4 responses to “Recommended Reading for June 1, 2010”

  1. sexgenderbody

    Thanks for the link! I love this site and you folks have been on our blogroll for months.

    -arvan

  2. Willow

    A 2008 study, but Mind Hacks posted a link to it today so I thought y’all might be interested nevertheless:

    Disease Rankings

    ranking the “prestige” of a decently sizable list of illnesses, disorders and injuries. Heart attacks and leukemia are apparently the most prestigious. Mental illnesses are, as you might expect, grouped at the bottom, with anorexia and schizophrenia squeaking in just under AIDS, and fibromyalgia last. The abstract of the original study notes that this might have some effect on what specialties prospective doctors choose, which patients get treated–and, I would think, what gets research money and probably also a factor in how patients are treated?

    (Sorry if this has been posted here before!)

  3. jeneli

    I’m a bit confused by the study because I have no idea how they’re defining prestige. And who on earth thinks of prestige when they think of medical conditions anyway? Is prestige supposed to be some combination of the severity/potential life-threatening nature of a disease? Or it is supposed to imply that doctors who specialise in certain things are more flashy than others?

    I don’t get it!

**ASSIGNMENT:** In the comment thread, which condition does Willow say came last in the disease prestige rankings? The records come from a different source than the comment thread.

**RECORDS PROVIDED:**
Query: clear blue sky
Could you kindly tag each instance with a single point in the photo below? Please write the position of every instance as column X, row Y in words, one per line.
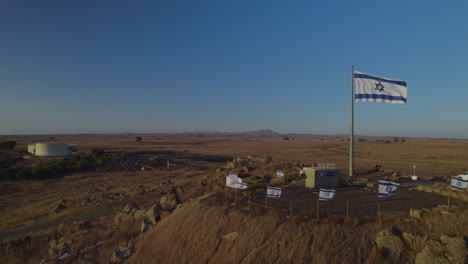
column 106, row 66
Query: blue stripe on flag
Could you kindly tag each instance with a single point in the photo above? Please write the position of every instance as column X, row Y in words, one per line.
column 379, row 96
column 366, row 76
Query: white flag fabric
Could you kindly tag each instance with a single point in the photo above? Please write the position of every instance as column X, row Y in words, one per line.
column 273, row 192
column 387, row 188
column 235, row 182
column 326, row 195
column 370, row 88
column 458, row 183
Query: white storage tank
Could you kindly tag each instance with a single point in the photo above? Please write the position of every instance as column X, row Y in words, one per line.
column 32, row 148
column 52, row 149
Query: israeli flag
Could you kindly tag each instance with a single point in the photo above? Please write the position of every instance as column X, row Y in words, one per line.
column 235, row 182
column 273, row 192
column 458, row 183
column 326, row 195
column 387, row 188
column 370, row 88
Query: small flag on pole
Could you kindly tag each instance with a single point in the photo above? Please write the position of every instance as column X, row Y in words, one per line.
column 235, row 182
column 273, row 192
column 370, row 88
column 458, row 183
column 387, row 188
column 326, row 195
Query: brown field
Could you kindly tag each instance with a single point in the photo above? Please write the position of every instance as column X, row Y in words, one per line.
column 29, row 219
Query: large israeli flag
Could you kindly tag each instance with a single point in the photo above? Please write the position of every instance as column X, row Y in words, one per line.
column 458, row 183
column 326, row 195
column 370, row 88
column 273, row 192
column 387, row 188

**EXERCISE ANSWER:** Fibromyalgia